Task brief: The records below must be output exactly, with no images carried over.

Input for this task:
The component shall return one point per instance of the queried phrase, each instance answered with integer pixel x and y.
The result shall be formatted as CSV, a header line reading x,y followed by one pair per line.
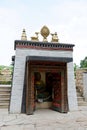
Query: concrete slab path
x,y
44,119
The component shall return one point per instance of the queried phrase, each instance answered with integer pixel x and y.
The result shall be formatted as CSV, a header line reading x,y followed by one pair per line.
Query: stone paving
x,y
44,119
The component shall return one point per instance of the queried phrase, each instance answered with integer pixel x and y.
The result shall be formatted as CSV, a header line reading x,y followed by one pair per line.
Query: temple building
x,y
43,76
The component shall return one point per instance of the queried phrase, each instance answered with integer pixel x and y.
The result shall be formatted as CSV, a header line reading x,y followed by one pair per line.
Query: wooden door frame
x,y
30,84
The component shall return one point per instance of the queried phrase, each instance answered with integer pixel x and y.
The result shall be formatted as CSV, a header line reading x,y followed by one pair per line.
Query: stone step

Worked solution:
The component shall return one point per instance of the queried phrase, each instance answered with integer pixel x and y.
The result shall be formatted as CSV, a header line reading x,y followed by one pair per line.
Query: concrete slab path
x,y
44,119
The component shall return one point per instance of the queried phrase, each instance answered with integer pixel x and y.
The result shall be formatted as CSV, a header line reading x,y followed by one pair per line.
Query: stone paving
x,y
44,119
The component shall return one point per instance of the queried phrase, each instance answered with integer pixel x and y.
The result shall be formatted as CSV, a header line reading x,y followed by one pair per line.
Query: temple building
x,y
43,76
The component shall return one point per instance of the queried phrase, each instance answered with integer pixel x and y.
The result shall be formatted as CSV, a header line reading x,y followed by one pair per line.
Query: wooden door frame
x,y
30,84
The component shall return one point per instance of the queried phrase, each instance answered with integer pixel x and y.
The result shall be formatted as CSV, a header line reading x,y followed by one pair per line.
Query: stone step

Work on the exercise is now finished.